**TAREA 1**
Copia el tramo del texto sobre la creación del podcast que va desde "Una de las cuestiones" hasta "de una máscara.", sustituyendo "podcast" por "programa".
**TAREA 2**
En el texto sobre la creación del podcast, ¿por qué compartir la propia experiencia en este formato supone desnudarse ante la audiencia? Explícalo en una a tres oraciones.
**TAREA 3**
Prolonga el texto sobre la creación del podcast a partir de la pregunta del hijo durante la cena, y sigue la escena desde ese punto.

Una de las cuestiones que más me han motivado a la hora de crear este podcast es la posibilidad de conectar con personas como tú y poder ayudarles.
Ofrecer una herramienta útil para afrontar la incertidumbre que todos vivimos hoy. Sabía que para poder hacerlo, tendría que aceptar cuestiones como las que vamos tratar hoy. Narrar y compartir mi experiencia y la de las personas que me rodean a través de este formato te permite aportar un plus a lo que compartes. No puedes ocultarte detrás de una máscara.
Esto supone en cierto modo desnudarte ante tu audiencia para compartir cuestiones como las que hoy voy a compartir contigo.
En el capítulo anterior os traje el momento que supuso un antes y un después para una persona que, gracias a su generosidad y pasión por lo que hacía. El relato que a continuación voy a compartir contigo está basado en un momento que supuso un antes y un después para mi. Un hecho real que me permitió acceder a uno de los mayores aprendizajes que he tenido como empresario, sobre lo que es crear una empresa, tener éxito y sentir la vergüenza del fracaso al mismo tiempo.
Como comento, son hechos basados en la realidad. La dura realidad que me tocó vivir hace poco más de 10 años y hoy, por primera vez, tengo la fuerza, seguridad y deseo de compartirlo contigo.
La cena
Son las diez menos cuarto de una fría noche de noviembre y me encuentro sentado en la cocina, absorto, observando como mis hijos cenan. A mi izquierda se encuentra mi hijo de cinco años edad y justo enfrente de la mesa está sentada mi mujer, que tiene a nuestra bebé de pocos meses en brazos. Me observa con una mirada cómplice y me susurra “tranquilo”. Nuestros ojos brillan, pero no de emoción. La casa está oscura, en un silencio sepulcral. Cenamos a la luz de las velas.
-¡Tengo miedo papá! ¿Por qué no tenemos luz? – pregunta mi pequeño.

**EXTRACTOS DE REGISTROS**

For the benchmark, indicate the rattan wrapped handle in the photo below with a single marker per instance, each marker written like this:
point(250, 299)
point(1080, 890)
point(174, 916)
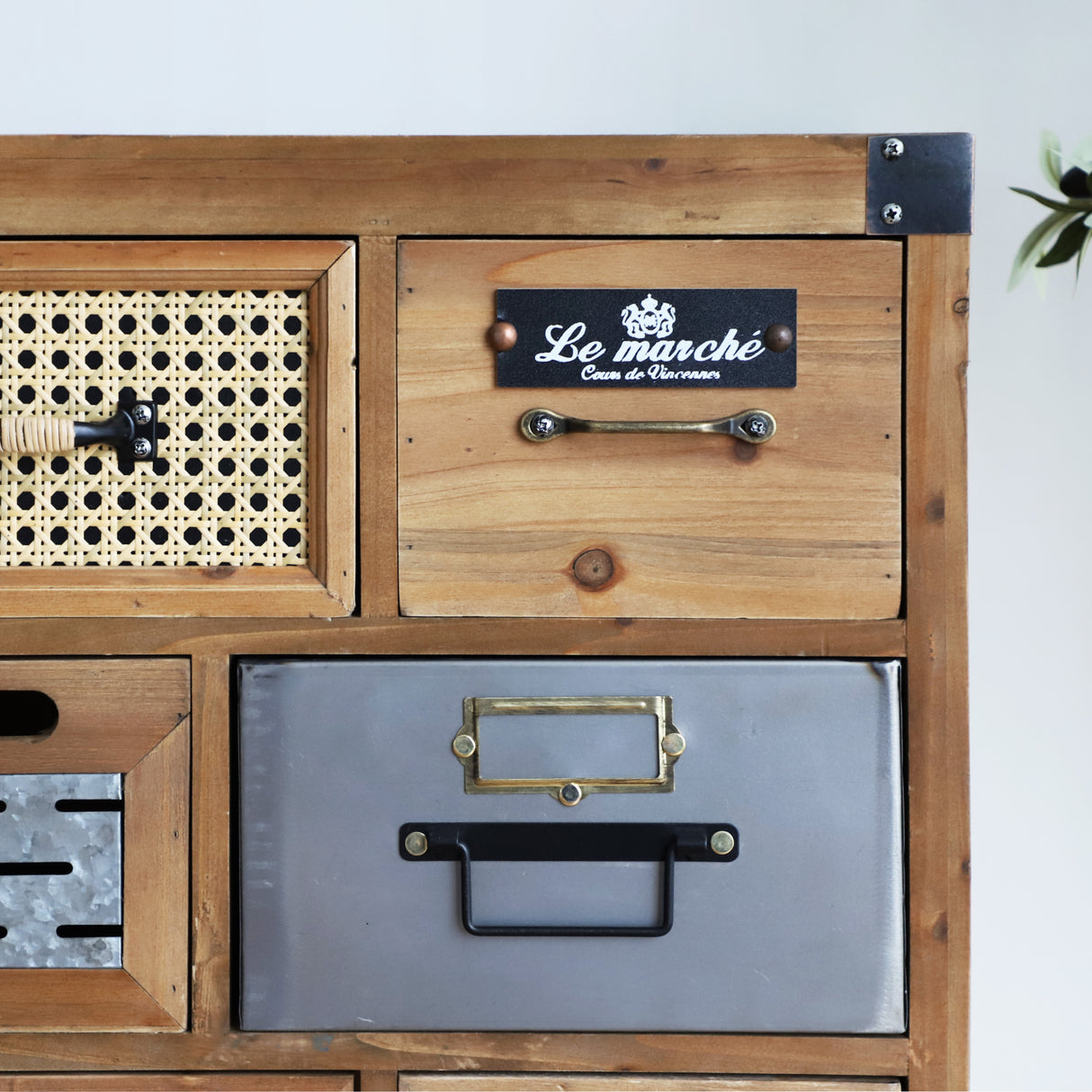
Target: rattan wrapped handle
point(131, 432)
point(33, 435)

* * *

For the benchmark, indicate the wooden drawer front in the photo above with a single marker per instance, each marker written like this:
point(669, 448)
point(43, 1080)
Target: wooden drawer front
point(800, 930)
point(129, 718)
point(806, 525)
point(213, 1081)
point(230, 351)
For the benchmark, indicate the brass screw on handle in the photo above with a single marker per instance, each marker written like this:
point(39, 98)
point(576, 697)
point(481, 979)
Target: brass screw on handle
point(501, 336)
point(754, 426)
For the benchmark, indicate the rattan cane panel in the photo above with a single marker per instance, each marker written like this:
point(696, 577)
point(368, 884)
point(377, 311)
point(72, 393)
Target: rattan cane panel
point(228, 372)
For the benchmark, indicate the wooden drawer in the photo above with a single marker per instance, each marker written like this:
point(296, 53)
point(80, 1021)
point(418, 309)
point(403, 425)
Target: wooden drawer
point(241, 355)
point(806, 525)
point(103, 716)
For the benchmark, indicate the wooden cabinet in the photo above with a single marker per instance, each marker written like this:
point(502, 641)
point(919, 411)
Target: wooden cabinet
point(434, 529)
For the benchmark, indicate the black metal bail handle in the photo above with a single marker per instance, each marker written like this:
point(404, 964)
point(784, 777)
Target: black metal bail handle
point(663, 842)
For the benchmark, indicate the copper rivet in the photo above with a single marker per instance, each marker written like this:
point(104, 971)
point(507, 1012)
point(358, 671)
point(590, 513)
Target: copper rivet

**RESPUESTA ESCRITA 1**
Una de las cuestiones que más me han motivado a la hora de crear este programa es la posibilidad de conectar con personas como tú y poder ayudarles.
Ofrecer una herramienta útil para afrontar la incertidumbre que todos vivimos hoy. Sabía que para poder hacerlo, tendría que aceptar cuestiones como las que vamos tratar hoy. Narrar y compartir mi experiencia y la de las personas que me rodean a través de este formato te permite aportar un plus a lo que compartes. No puedes ocultarte detrás de una máscara.

**RESPUESTA ESCRITA 2**
Narrar y compartir la experiencia propia y la de las personas cercanas en este formato aporta un plus a lo que se comparte. A cambio, no es posible ocultarse detrás de una máscara.

**RESPUESTA ESCRITA 3**
– Será una avería y mañana ya estará solucionado . Anda, termina de cenar y vamos para la cama – Responde mi mujer que es perfectamente consciente de que algo no va bien dentro de mi.
Subo con mis hijos y los acompaño a sus respectivos dormitorios. Intento mantener la compostura. Sonrío a mis pequeños y saco fuerzas de no sé donde para contarles historias divertidas para que no pasen miedo. Por dentro, me derrumbo. Siento como una parte de mí se ha roto de forma irreparable. No sé si voy a recuperarme de ello. Tengo miedo, estoy apunto de entrar en pánico. Me cuesta respirar.
Como si de una escena de la película “La vida es bella” se tratase, sonrío a mis pequeños. Les digo que los quiero, mi hijo me responde con un «yo te quiero más papá» que me da fuerzas para no derrumbarme ante el. Les doy un beso de buenas noches y mientras se duermen, con lágrimas en los ojos, desde mi interior les pido perdón.
Bajo al jardín intentando evitar que mi mujer me vea en este estado. Me siento en una silla, totalmente a oscuras, y en el silencio de la noche, esa fría y oscura noche de noviembre en la que debería estar celebrando que mi empresa cumplía 5 años, rompo a llorar, preguntándome una y otra vez ¿ Por qué?.
Las personas que más quiero han cenado a oscuras porque la compañía de electricidad nos ha cortado el suministro por impago.
Es en ese año, en 2013, cuando tengo una de las sensaciones más increíbles que una persona empresaria puede sentir: el éxito que lleva al fracaso. Dirijo una micropyme que en poco más de seis meses pasa de 6 a 12 trabajadores. Mi empresa se encuentra a punto de cumplir 5 años y llega a las 6 cifras de facturación en plena crisis económica. Pero no era consciente de que una cosa es facturar, y otra bien diferente es cobrar las facturas, más cuando trabajas con grandes empresas que disponen de departamentos de “compras a proveedores” especializadas en someter a los mismos. Con un grifo de crédito absolutamente cerrado por la banca, después de pagar 10 nóminas (menos la mía y la de mi socia) y miles de euros en seguros sociales; dos de mis tres principales clientes deciden que van a cambiar su forma de pago para abonar sus facturas a “60 días”. El tercero me retiene el pago de las facturas a la espera de una “negociación a la baja porque le hemos facturado un importe muy importante ese año”. La liquidez de mi empresa, que dos meses antes ya había quedado mermada, recibe el golpe de gracia y no soporta tal tensión económica. Me veo obligado a usar todos mis ahorros para afrontar los pagos de la empresa.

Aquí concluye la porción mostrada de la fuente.